_DOCUMENT SECTION:_

*-*-*

SERIAL MRCP 59 MOTIONS

May 29, 2013 § Leave a comment

The MSSC case McNeese v. McNeese, decided April 25, 2013, is one that addresses a dizzying variety of points. But I want to focus on the particular aspect of the post-trial motions filed by both parties.

By way of background, the case arose after Kenton and Katye McNeese entered into a consent to divorce on the sole ground of irreconcilable differences, reserving for adjudication the issues of custody, visitation, support, equitable distribution, and alimony. After the judge rendered a judgment on September 2, 1011, mostly in Katye’s favor, she timely filed an MRCP 59 motion complaining that Kenton had failed to disclose certain items in his financial disclosures. Kenton neither responded nor filed his own R59 or 60 motion.

Following a hearing on Katye’s motion, the court entered an order on October 12, 2011, ruling on Katye’s motion, followed on the same day by an amended opinion and judgment clarifying the original opinion. And that is when all proverbial hell broke loose.

*-*-*

Saved data entries:
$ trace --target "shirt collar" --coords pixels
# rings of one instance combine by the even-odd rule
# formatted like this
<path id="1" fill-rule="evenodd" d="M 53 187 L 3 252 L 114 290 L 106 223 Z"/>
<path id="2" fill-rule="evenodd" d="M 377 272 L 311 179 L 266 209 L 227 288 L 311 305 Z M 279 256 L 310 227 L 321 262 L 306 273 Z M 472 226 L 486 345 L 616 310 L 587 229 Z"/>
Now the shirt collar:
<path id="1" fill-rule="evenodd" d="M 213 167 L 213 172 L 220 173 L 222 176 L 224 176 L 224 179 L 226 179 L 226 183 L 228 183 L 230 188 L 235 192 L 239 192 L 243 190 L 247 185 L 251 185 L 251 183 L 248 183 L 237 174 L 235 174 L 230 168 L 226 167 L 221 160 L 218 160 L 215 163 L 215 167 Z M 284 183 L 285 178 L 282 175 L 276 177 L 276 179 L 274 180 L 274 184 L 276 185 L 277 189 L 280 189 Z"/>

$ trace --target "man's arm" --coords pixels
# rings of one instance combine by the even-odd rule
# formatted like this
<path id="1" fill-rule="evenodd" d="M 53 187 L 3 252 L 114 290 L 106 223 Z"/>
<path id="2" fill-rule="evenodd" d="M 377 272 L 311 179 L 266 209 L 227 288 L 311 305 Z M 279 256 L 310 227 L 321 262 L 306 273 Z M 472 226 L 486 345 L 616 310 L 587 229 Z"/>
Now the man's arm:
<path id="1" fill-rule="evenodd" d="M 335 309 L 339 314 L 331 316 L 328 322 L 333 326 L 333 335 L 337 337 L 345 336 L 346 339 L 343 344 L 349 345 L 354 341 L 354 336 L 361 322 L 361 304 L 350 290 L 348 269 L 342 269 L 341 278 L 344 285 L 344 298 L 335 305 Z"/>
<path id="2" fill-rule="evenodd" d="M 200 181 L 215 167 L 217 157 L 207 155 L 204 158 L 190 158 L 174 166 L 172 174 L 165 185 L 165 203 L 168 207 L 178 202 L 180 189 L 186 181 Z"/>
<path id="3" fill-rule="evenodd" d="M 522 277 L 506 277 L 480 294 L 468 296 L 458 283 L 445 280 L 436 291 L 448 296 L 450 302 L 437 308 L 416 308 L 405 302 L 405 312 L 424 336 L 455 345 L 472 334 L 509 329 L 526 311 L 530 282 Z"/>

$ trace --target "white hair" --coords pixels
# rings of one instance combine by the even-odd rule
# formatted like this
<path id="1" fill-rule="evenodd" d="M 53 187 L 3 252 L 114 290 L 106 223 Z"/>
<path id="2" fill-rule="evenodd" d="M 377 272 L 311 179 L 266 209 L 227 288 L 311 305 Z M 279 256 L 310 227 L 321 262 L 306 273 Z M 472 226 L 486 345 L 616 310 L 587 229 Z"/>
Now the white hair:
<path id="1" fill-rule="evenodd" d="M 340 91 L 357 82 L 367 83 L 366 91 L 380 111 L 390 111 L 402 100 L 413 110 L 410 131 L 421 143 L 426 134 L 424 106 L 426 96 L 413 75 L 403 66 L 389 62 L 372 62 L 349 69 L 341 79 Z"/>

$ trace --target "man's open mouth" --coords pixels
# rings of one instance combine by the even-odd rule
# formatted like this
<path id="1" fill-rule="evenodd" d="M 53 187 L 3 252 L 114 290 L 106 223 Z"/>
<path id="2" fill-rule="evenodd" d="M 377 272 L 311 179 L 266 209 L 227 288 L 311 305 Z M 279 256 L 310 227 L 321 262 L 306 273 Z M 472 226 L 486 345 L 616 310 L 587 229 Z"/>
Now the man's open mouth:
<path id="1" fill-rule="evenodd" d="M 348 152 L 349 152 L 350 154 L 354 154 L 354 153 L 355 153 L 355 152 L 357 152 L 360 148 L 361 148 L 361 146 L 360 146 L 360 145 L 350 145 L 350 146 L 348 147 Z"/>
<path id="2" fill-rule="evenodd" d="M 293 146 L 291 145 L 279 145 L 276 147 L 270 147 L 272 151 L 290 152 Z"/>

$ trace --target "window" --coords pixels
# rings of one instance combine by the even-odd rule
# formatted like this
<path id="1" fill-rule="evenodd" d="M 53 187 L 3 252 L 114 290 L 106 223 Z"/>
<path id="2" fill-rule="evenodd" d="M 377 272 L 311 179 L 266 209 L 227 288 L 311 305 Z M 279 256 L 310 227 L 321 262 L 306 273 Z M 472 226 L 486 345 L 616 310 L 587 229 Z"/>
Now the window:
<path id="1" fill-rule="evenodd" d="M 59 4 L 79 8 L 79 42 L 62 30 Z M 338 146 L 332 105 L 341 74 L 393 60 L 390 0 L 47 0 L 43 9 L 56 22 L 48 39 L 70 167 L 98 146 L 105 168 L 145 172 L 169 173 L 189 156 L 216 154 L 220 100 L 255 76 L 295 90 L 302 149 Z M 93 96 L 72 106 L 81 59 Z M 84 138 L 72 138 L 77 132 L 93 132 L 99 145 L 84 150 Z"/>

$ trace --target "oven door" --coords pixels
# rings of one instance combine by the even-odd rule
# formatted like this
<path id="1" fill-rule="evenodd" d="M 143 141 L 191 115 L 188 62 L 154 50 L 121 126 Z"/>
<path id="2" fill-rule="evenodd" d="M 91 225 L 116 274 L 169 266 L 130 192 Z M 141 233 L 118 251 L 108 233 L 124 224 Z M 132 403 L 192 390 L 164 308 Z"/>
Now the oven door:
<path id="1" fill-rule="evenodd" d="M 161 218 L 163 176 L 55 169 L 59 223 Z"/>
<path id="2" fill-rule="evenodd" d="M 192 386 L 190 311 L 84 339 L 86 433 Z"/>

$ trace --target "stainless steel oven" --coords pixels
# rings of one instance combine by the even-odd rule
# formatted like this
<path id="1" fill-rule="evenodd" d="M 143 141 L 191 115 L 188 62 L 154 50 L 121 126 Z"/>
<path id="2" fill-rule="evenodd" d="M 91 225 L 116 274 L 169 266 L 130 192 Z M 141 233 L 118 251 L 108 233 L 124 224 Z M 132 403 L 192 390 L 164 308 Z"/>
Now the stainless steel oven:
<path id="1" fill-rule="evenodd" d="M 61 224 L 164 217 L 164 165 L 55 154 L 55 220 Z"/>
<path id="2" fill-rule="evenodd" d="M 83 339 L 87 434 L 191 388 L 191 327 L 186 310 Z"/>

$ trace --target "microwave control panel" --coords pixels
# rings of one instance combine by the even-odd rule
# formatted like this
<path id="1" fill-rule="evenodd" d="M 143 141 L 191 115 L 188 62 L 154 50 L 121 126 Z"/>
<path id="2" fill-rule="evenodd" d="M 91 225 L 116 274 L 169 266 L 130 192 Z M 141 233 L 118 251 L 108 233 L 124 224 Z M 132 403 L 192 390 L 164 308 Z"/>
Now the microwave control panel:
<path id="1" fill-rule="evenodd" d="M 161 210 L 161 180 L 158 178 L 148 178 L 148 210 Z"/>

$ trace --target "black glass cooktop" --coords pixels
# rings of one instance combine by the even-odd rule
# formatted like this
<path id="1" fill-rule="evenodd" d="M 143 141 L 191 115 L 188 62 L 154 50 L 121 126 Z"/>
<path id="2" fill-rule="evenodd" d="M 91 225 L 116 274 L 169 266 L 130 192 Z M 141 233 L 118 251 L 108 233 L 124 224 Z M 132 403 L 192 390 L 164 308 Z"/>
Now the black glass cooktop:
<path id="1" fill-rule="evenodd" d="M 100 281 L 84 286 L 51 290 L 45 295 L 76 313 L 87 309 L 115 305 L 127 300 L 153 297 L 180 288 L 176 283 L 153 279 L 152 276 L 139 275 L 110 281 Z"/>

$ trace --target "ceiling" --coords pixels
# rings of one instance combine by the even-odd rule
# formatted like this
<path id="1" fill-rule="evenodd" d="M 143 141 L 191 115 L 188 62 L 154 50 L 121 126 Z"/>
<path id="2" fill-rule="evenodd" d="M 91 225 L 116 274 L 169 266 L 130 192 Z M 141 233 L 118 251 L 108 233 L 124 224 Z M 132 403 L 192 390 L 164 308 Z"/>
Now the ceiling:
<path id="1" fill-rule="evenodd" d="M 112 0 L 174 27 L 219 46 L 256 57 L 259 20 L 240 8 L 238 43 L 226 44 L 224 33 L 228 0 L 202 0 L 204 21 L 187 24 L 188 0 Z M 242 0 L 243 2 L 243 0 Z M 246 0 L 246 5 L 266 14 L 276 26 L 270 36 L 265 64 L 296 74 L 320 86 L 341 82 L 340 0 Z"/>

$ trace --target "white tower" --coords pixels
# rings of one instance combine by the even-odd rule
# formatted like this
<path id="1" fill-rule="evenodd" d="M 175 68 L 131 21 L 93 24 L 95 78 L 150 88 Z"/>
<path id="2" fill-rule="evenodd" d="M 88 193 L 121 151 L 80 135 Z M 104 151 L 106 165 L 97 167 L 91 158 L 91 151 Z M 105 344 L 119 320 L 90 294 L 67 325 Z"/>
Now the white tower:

*-*-*

Continue the post on serial MRCP 59 motions from the end of its last paragraph. The saved data entries are not required for this work.

Kenton fired his attorney and, on the day following entry of the amended judgment, filed pro se “Motion to Reconsider, Motion for New Trial, to Alter or Amend Judgment, and Motion for Stay of Proceedings.” His motion(s) were filed 31 days after entry of the original judgment.

[Reconsideration, or Rehearing?]

The chancellor, in a display of saintly forebearance that one would be unlikely to experience with this judge, patiently allowed Kenton to present his argument and even evidence, the bulk of which was an attempt to show how the judge was wrong in his original ruling. The chancellor denied Kenton’s motion, Kenton filed a pro se appeal, and the MSSC took 23 pages to arrive at the word, “Affirmed.”

Let’s stop right there. Here are a couple of questions I have about what happened:

  • Kenton’s motion was an attack on the trial judge’s original ruling, essentially asking him to “reconsider” what he had done, or, in the parlance of the rule, for a “rehearing.” Those are R59 issues, that were required to be asserted within ten days of entry of the judgment, but he did not file his motion until 31 days after entry of the judgment. So why was he allowed to raise those points at that late date, and again on appeal? The amended judgment only clarified the original judgment, and apparently did not add anything substantive. Even if it had, however, I don’t think as a matter of law that entry of the amended judgment opened that door back for him, for the reasons I will state below.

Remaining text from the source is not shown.